* start DATASET RECORDS *

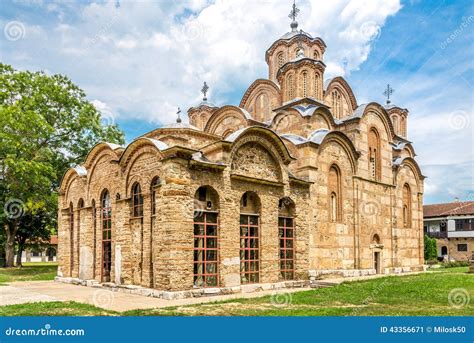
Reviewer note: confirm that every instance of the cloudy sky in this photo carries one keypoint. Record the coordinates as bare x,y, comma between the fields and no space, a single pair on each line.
139,60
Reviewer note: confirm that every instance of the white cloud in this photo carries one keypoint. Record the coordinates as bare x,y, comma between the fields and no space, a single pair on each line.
144,58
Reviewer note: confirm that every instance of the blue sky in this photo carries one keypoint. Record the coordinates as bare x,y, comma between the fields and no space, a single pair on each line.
139,60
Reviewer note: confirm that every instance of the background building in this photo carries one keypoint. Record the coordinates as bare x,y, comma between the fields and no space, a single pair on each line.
452,224
297,182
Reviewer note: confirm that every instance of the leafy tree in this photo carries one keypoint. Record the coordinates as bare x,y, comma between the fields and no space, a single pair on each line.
46,125
431,251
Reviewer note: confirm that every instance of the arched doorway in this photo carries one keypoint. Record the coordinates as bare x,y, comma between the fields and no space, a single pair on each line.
51,254
377,253
249,238
206,233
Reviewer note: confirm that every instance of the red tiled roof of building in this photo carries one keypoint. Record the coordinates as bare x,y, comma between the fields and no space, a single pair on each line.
448,209
53,240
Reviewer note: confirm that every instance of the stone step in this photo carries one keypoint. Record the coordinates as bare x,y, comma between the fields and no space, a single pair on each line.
323,284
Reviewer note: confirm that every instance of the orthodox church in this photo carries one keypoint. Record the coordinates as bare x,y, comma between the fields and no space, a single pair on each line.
297,182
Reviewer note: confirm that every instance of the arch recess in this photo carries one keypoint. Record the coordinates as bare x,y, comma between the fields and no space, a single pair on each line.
225,118
340,84
342,140
266,137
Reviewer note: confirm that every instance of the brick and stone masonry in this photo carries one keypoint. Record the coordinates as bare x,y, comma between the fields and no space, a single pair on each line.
347,171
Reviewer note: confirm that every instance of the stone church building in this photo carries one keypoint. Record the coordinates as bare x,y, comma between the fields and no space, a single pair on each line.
297,181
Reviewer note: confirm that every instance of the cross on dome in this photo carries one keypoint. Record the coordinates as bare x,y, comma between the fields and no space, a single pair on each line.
204,90
178,120
389,91
293,14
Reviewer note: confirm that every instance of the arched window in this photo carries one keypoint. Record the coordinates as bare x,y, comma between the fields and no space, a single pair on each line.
289,86
374,155
403,127
155,183
334,191
106,212
305,84
249,238
316,85
406,205
286,234
94,237
375,239
280,59
137,201
80,206
336,104
261,107
206,233
71,238
395,125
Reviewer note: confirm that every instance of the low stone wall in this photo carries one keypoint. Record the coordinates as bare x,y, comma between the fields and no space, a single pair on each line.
338,273
194,293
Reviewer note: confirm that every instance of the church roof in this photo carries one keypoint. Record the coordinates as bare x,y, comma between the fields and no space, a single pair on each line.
81,170
292,34
159,144
295,139
448,209
205,103
113,146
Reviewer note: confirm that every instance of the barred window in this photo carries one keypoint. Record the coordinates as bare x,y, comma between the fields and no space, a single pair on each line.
137,201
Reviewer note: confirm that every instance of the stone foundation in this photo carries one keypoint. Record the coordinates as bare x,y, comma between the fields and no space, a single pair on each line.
194,293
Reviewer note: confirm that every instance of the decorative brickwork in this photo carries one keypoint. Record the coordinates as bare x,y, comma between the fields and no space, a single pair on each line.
266,193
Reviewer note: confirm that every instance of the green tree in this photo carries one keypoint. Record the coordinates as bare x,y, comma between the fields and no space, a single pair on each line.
431,251
46,126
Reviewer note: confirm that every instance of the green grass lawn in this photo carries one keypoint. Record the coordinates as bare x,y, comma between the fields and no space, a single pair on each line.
35,271
411,295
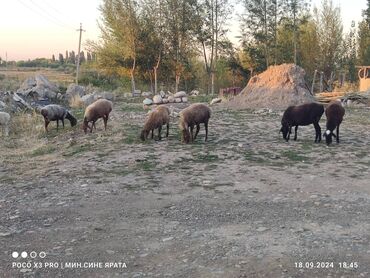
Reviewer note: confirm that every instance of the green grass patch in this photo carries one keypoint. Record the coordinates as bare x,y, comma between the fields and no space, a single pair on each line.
43,150
132,107
294,156
77,149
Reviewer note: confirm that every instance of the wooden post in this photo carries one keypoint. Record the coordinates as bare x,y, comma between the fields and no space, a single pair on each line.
313,82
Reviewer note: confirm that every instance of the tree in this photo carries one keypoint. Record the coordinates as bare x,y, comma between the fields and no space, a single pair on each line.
154,32
294,12
363,38
120,29
72,57
330,32
61,59
308,56
210,31
177,33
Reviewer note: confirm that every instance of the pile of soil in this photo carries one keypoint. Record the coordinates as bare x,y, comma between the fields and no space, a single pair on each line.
278,87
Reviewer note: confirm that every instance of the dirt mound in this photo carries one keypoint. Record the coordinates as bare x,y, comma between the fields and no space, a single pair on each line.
277,88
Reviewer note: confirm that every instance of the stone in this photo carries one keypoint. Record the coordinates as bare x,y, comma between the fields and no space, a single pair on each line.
88,99
194,93
157,99
171,99
147,101
180,94
162,94
146,94
73,90
215,100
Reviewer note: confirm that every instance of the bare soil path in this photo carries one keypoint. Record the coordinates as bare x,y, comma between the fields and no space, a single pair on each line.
244,204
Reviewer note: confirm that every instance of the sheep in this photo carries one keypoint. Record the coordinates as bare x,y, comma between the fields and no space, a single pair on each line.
193,115
98,109
305,114
54,112
157,118
334,116
4,122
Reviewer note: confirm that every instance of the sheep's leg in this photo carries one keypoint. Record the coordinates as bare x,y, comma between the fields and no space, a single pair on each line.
206,127
295,133
92,125
338,134
289,132
318,132
46,125
197,131
105,119
159,132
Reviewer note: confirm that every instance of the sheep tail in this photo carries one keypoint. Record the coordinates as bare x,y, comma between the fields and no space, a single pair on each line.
71,118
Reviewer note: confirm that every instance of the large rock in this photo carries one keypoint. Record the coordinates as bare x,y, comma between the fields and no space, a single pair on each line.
157,99
215,100
38,87
88,99
278,87
147,101
106,95
180,94
73,90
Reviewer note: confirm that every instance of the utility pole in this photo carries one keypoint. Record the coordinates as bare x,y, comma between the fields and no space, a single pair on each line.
79,51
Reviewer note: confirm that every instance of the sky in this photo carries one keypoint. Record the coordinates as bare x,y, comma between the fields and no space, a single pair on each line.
31,29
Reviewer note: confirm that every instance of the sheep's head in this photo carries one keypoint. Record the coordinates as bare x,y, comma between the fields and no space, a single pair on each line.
185,135
285,130
72,119
85,125
144,134
329,136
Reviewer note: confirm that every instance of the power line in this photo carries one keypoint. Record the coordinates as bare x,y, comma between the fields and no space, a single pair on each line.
79,52
50,15
43,15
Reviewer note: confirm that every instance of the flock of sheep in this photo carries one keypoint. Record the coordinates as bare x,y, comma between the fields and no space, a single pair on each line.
193,116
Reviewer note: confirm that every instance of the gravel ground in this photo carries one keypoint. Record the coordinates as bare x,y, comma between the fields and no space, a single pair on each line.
243,204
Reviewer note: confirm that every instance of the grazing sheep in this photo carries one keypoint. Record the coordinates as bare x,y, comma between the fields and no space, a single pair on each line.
192,116
334,116
305,114
157,118
4,122
54,112
98,109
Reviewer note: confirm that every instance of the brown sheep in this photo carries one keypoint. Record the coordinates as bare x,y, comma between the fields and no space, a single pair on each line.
301,115
98,109
192,116
54,112
157,118
334,117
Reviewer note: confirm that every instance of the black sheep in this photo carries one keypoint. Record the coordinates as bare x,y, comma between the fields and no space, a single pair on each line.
54,112
334,116
305,114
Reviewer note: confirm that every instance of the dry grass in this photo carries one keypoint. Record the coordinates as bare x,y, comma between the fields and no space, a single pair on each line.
76,102
22,74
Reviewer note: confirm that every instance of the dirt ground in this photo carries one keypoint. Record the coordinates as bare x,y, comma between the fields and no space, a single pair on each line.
243,204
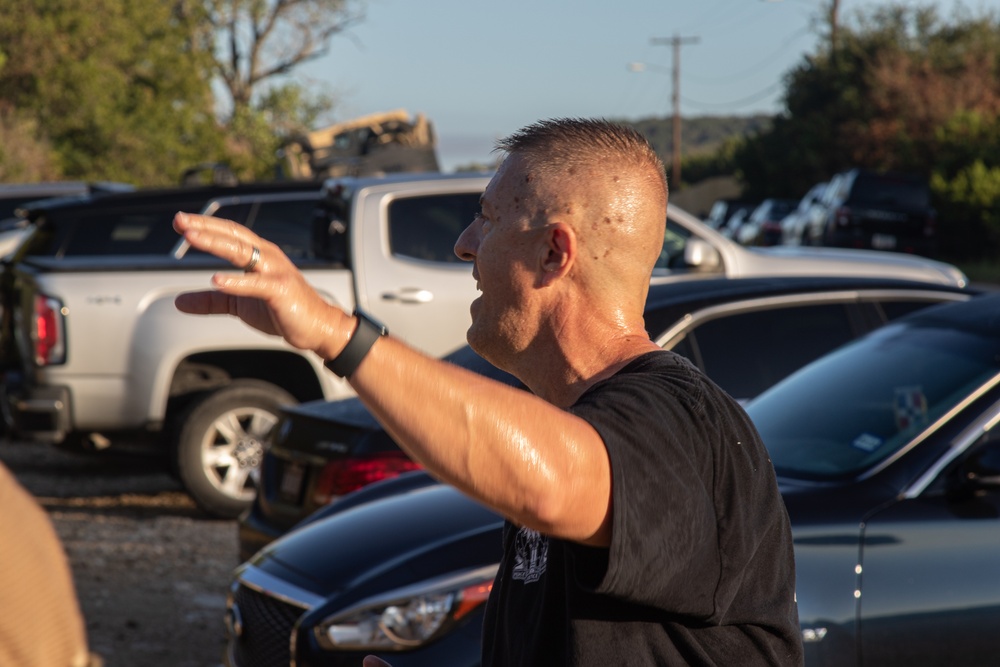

* end DATASET RECORDS *

- [GIVEN PROBLEM]:
How many lines in the records above contain the string "roof"? Case counts. Give only the number.

- [FINISHED TASK]:
2